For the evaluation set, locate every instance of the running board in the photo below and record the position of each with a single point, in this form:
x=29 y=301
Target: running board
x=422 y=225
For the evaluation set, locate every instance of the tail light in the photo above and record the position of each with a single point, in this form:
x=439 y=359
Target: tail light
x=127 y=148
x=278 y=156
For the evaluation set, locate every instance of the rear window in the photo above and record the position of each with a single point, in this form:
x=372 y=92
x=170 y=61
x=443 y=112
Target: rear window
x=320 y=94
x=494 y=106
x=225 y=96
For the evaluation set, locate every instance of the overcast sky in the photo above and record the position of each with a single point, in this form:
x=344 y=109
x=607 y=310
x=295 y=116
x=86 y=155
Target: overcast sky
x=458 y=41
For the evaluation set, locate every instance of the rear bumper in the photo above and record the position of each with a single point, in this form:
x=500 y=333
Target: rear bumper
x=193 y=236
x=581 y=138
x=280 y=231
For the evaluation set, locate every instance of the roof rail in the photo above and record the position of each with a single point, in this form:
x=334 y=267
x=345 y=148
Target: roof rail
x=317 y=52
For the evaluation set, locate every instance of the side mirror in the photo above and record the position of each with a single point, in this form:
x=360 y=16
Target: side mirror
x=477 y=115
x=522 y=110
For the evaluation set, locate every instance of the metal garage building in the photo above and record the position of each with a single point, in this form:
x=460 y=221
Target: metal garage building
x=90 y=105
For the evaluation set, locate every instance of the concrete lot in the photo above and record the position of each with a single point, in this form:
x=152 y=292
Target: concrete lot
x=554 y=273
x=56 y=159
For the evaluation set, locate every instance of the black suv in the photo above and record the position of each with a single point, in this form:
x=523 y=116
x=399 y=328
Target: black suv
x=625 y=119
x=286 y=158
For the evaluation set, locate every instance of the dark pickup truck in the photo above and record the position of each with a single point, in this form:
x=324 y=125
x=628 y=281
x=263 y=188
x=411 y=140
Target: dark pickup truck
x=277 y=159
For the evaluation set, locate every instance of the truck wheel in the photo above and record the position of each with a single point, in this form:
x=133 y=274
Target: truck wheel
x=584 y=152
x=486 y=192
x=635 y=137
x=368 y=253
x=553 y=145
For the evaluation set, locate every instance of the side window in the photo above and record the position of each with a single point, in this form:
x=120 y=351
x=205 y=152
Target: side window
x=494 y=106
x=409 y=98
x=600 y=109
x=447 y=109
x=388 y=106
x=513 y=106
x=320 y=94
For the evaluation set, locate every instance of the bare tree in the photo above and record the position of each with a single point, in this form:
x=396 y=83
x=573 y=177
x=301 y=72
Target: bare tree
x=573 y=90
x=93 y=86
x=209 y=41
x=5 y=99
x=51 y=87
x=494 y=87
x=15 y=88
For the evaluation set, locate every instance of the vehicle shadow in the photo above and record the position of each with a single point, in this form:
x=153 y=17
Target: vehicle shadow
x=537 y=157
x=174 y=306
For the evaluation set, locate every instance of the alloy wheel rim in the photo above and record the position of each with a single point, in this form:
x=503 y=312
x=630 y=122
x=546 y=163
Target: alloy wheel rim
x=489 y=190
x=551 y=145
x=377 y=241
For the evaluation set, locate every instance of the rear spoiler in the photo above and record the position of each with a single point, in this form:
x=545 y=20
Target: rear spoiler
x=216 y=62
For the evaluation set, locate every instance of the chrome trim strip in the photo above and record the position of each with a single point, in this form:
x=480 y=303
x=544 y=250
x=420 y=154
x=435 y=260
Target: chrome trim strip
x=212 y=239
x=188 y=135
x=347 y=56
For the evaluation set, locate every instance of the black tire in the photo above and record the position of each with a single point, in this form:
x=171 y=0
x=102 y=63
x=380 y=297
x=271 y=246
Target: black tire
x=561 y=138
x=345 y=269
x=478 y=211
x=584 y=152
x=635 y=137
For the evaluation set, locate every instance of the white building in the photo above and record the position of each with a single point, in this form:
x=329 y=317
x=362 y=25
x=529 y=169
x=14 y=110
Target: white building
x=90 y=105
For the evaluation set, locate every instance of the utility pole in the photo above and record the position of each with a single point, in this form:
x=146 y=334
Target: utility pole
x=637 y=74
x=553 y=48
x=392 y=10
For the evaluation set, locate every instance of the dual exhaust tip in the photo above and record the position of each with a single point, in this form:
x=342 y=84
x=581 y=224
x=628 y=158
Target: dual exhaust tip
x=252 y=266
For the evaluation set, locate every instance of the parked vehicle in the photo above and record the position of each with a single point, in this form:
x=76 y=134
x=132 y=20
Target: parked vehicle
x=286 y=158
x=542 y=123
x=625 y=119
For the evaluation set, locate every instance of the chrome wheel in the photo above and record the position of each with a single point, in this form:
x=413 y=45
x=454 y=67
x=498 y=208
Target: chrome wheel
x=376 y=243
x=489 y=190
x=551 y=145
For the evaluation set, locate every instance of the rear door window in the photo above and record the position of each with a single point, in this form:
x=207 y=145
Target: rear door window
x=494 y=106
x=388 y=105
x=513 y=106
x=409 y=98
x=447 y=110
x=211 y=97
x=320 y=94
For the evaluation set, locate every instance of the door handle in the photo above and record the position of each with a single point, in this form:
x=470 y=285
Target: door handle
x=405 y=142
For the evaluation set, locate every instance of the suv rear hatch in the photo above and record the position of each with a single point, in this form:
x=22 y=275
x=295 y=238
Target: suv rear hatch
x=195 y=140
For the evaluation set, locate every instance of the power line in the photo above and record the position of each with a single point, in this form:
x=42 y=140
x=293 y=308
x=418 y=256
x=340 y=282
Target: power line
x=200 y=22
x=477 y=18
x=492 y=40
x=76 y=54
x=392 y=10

────────────────────────────────────────

* EXERCISE INSTRUCTIONS *
Rewrite every line of the listing above as a JSON list of strings, with one string per line and any blank lines left out.

* EXPECTED ANSWER *
[
  "For the evaluation set, locate every instance of the running board in the photo below and record the position of each with a single point, in this form:",
  "x=29 y=301",
  "Target: running board",
  "x=422 y=225",
  "For the evaluation set, locate every instance of the tail light in the photo above and record the position of each with a single point, in this form:",
  "x=439 y=359",
  "Target: tail light",
  "x=127 y=148",
  "x=278 y=156",
  "For the evaluation set, locate every instance of the rear window in the photo above and record the position of each with a single point, in this form:",
  "x=372 y=92",
  "x=170 y=61",
  "x=443 y=112",
  "Target: rear window",
  "x=320 y=94",
  "x=494 y=106",
  "x=225 y=96",
  "For the evaluation set, locate every instance of the overcast sky in the photo above and record the position of each with a single point, in this form:",
  "x=344 y=109",
  "x=607 y=310",
  "x=295 y=116",
  "x=86 y=155",
  "Target: overcast sky",
  "x=458 y=41",
  "For the evaluation set, locate every instance of the rear bumper in the photo above and record the position of each with a single point, in this form:",
  "x=500 y=333",
  "Target: rear bumper",
  "x=193 y=236",
  "x=581 y=138",
  "x=280 y=231",
  "For the evaluation set, locate every instance of the roof rail in the photo above and record the position of each with a single point, in this form:",
  "x=334 y=267",
  "x=345 y=148",
  "Target: roof rail",
  "x=317 y=52",
  "For the evaluation set, locate every instance of the side mirror in the photo above and record the position of each with a single point, in this form:",
  "x=360 y=16",
  "Target: side mirror",
  "x=477 y=115",
  "x=522 y=110",
  "For the evaluation set, locate every instance of the metal garage building in the photo above and record the position of each with a single point, in this form:",
  "x=460 y=221",
  "Target: metal garage building",
  "x=90 y=105",
  "For the evaluation set, locate every instance of the concrete lot in the photo above and record the position of each with a single point, in this form:",
  "x=152 y=292",
  "Target: concrete lot",
  "x=554 y=273",
  "x=56 y=159",
  "For the evaluation set, locate every instance of the black suv in the photo above and record the position of each with a single point, in this form:",
  "x=523 y=116",
  "x=399 y=328",
  "Target: black suv",
  "x=625 y=119",
  "x=286 y=158",
  "For the evaluation set, locate every instance of the dark pickup truck in the photo above and record the position of each with a single point, in this form:",
  "x=324 y=125",
  "x=628 y=281",
  "x=263 y=188",
  "x=411 y=140",
  "Target: dark pickup truck",
  "x=277 y=159",
  "For the evaluation set, locate every instance of the truck wheel in the photo above and record the position of each with a single point, in this form:",
  "x=133 y=274",
  "Target: truck wheel",
  "x=584 y=152",
  "x=486 y=192",
  "x=635 y=137",
  "x=368 y=253",
  "x=553 y=145",
  "For the evaluation set, locate every instance of the side window in the photo above and record the position of each with a single point, in this form:",
  "x=120 y=351",
  "x=205 y=152",
  "Target: side window",
  "x=494 y=106",
  "x=409 y=98",
  "x=600 y=109",
  "x=447 y=109",
  "x=388 y=106",
  "x=513 y=106",
  "x=320 y=94",
  "For the evaluation set, locate every instance of the bare tree in the photo above and record the position of each with a single point, in this form:",
  "x=396 y=83",
  "x=573 y=177",
  "x=301 y=72",
  "Target: bare tree",
  "x=573 y=90",
  "x=93 y=86",
  "x=209 y=41",
  "x=5 y=99",
  "x=51 y=87",
  "x=494 y=87",
  "x=15 y=88",
  "For the evaluation set, locate every instance of the vehicle shadow in the photo above and record the position of each with a single point, in this form:",
  "x=153 y=17",
  "Target: vehicle shadow",
  "x=537 y=157",
  "x=174 y=306",
  "For the evaluation set, locate every instance of the alloy wheel rim in the photo above and record the position of each with a single point, in this form:",
  "x=503 y=312",
  "x=630 y=122",
  "x=546 y=163",
  "Target: alloy wheel rim",
  "x=489 y=190",
  "x=551 y=145",
  "x=377 y=241",
  "For the evaluation set, locate every instance of the rear spoiler in the photo above and record the position of each with a single point, in this form:",
  "x=545 y=20",
  "Target: rear spoiler",
  "x=216 y=62",
  "For the evaluation set, locate every instance of the chrome trim strip in the photo above and record the position of each with a single point, in this form:",
  "x=480 y=303",
  "x=544 y=250",
  "x=420 y=154",
  "x=435 y=260",
  "Target: chrome trim strip",
  "x=212 y=239",
  "x=188 y=135",
  "x=347 y=56",
  "For the evaluation set, locate every instance of the black tire in the photo above and record the position of each with a single point, in this form:",
  "x=171 y=0",
  "x=102 y=63",
  "x=380 y=297",
  "x=271 y=246",
  "Target: black tire",
  "x=561 y=138",
  "x=345 y=269",
  "x=478 y=211",
  "x=584 y=152",
  "x=635 y=137",
  "For the evaluation set, locate every instance of the white building in the photo above and record the position of each with a single point, in this form:",
  "x=329 y=317",
  "x=362 y=25",
  "x=529 y=169",
  "x=14 y=110",
  "Target: white building",
  "x=90 y=105",
  "For the evaluation set, locate every instance of the utility pole in the photo above and record the position of each with a single point, in this form:",
  "x=146 y=334",
  "Target: utility pole",
  "x=637 y=74",
  "x=553 y=48",
  "x=392 y=10",
  "For the evaluation set, locate every instance of the dual exhaust tip in the photo above and record the position of each with a single point, in this form:",
  "x=342 y=84",
  "x=581 y=224",
  "x=628 y=158",
  "Target: dual exhaust tip",
  "x=252 y=266",
  "For the evaluation set, locate every instance of the parked vehicle in the photo above and record the position of each with a single point, in this form:",
  "x=76 y=134",
  "x=132 y=20",
  "Target: parked vehicle",
  "x=286 y=158",
  "x=542 y=123",
  "x=625 y=119",
  "For the evaluation set, locate every instance of the chrome wheel in the photo above and record the position of each with a single point, in this form:",
  "x=413 y=45",
  "x=454 y=67",
  "x=498 y=208",
  "Target: chrome wheel",
  "x=376 y=243",
  "x=489 y=190",
  "x=551 y=145",
  "For the evaluation set, locate every instance of the rear door window in the photo above and record the position of each with a single point, in this form:",
  "x=207 y=145",
  "Target: rear door window",
  "x=494 y=106",
  "x=388 y=105",
  "x=513 y=106",
  "x=409 y=98",
  "x=447 y=110",
  "x=211 y=97",
  "x=320 y=94",
  "For the evaluation set, locate every instance of the door handle in the photo above and record the position of each with a single point, in this form:",
  "x=470 y=285",
  "Target: door handle",
  "x=405 y=142",
  "For the evaluation set, locate every instance of the suv rear hatch in the photo above and record the position of each with a single point, in this form:",
  "x=22 y=275",
  "x=295 y=238",
  "Target: suv rear hatch",
  "x=195 y=140",
  "For the evaluation set, locate every instance of the power line in the photo above and record the position of each with a single point, in this form:",
  "x=42 y=140",
  "x=293 y=308",
  "x=418 y=256",
  "x=340 y=282",
  "Target: power line",
  "x=200 y=22",
  "x=477 y=18",
  "x=492 y=40",
  "x=76 y=54",
  "x=392 y=10"
]